Work to be completed —
Down to the final line, return the records unchanged.

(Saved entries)
________________

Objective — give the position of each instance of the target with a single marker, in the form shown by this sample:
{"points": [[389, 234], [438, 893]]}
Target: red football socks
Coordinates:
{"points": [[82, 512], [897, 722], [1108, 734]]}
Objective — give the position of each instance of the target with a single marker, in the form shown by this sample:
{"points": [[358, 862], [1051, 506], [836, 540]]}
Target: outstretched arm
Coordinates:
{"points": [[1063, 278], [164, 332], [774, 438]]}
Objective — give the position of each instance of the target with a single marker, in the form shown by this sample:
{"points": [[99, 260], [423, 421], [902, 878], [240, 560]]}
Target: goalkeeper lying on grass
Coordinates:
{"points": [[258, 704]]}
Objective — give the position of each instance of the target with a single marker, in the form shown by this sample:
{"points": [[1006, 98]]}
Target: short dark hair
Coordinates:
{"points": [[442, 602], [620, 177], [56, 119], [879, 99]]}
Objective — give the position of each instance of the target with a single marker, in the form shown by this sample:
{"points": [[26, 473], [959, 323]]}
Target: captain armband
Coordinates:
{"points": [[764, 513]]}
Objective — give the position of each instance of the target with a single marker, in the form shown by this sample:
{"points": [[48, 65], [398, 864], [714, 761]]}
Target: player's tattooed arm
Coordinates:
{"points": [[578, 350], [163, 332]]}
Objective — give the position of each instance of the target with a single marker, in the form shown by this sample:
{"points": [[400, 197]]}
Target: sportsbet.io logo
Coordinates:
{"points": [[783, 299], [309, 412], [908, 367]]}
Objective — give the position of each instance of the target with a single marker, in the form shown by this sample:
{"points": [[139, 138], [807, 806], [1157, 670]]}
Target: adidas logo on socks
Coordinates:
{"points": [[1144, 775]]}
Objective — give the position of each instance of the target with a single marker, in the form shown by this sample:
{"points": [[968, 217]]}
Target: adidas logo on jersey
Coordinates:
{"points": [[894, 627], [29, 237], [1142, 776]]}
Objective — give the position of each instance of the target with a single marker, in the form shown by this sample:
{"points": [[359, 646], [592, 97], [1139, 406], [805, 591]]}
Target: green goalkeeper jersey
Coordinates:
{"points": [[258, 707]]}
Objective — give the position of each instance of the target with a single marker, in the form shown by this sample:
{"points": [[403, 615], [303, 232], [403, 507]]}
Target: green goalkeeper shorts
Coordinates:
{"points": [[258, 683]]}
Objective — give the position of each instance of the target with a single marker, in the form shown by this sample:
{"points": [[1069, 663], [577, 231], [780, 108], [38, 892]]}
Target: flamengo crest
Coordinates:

________________

Output of the task —
Objective — give the position of each instance of the target with a single marker, in the form shown by this sample:
{"points": [[389, 234], [438, 893]]}
Target: red football socks
Coordinates:
{"points": [[82, 512], [897, 722], [1108, 734]]}
Objective — give the position of each instance of the target with a single marker, in the form shown by this sample:
{"points": [[358, 862], [1051, 506], [836, 540]]}
Target: outstretched arm
Coordinates:
{"points": [[1063, 278], [164, 332], [774, 438]]}
Objective — give the position of each instance of the target with a single marker, in the form shown by this sample:
{"points": [[99, 260], [423, 421], [902, 878], [240, 560]]}
Target: goalkeeper lying on grass
Coordinates:
{"points": [[258, 704]]}
Objective — give the position of each instance of the target with a single marker, in the form shown by this sample:
{"points": [[1006, 98]]}
Target: short dark hair
Coordinates:
{"points": [[442, 602], [620, 177], [56, 119], [879, 99]]}
Objective — give the position of each instance of the target with a single marker, in the form shown by this sample:
{"points": [[26, 473], [959, 323]]}
Target: captain armband
Coordinates:
{"points": [[764, 513]]}
Objective — give the position of each instance of the target with a single marker, in the form shown by this sample:
{"points": [[48, 65], [398, 864], [714, 761]]}
Target: player's tattooed arm
Coordinates:
{"points": [[578, 350], [163, 332]]}
Objective — give the position of each instance of the target with a single marker, in the form shown by this sample:
{"points": [[400, 197]]}
Target: sportsbet.io logo
Coordinates:
{"points": [[783, 299], [309, 412], [908, 367]]}
Objective — give the position of each instance of the target with a single marker, in the form shown by this sample:
{"points": [[139, 138], [807, 806], [1157, 670]]}
Target: adidas logo on socks
Coordinates:
{"points": [[1144, 775]]}
Objective — give the position of each instance of the target with a single marker, in the form shown by this sample:
{"points": [[968, 217]]}
Target: adidas logo on jersey
Coordinates:
{"points": [[894, 627], [29, 237], [1142, 776]]}
Objective — give the position of each instance of the target with a single marker, in the form shown by this sample:
{"points": [[359, 646], [592, 97], [1139, 406], [805, 591]]}
Target: green goalkeeper jersey
Coordinates:
{"points": [[258, 707]]}
Objective — give the position of each instance of the target with a single marker, in the form shown by this sample:
{"points": [[403, 615], [303, 232], [403, 507]]}
Target: green goalkeeper shorts
Coordinates:
{"points": [[258, 683]]}
Objective — give the position of each instance of the target with a single marker, in the form shown by this sample:
{"points": [[1069, 663], [577, 231], [780, 108], [38, 892]]}
Target: flamengo crest
Coordinates:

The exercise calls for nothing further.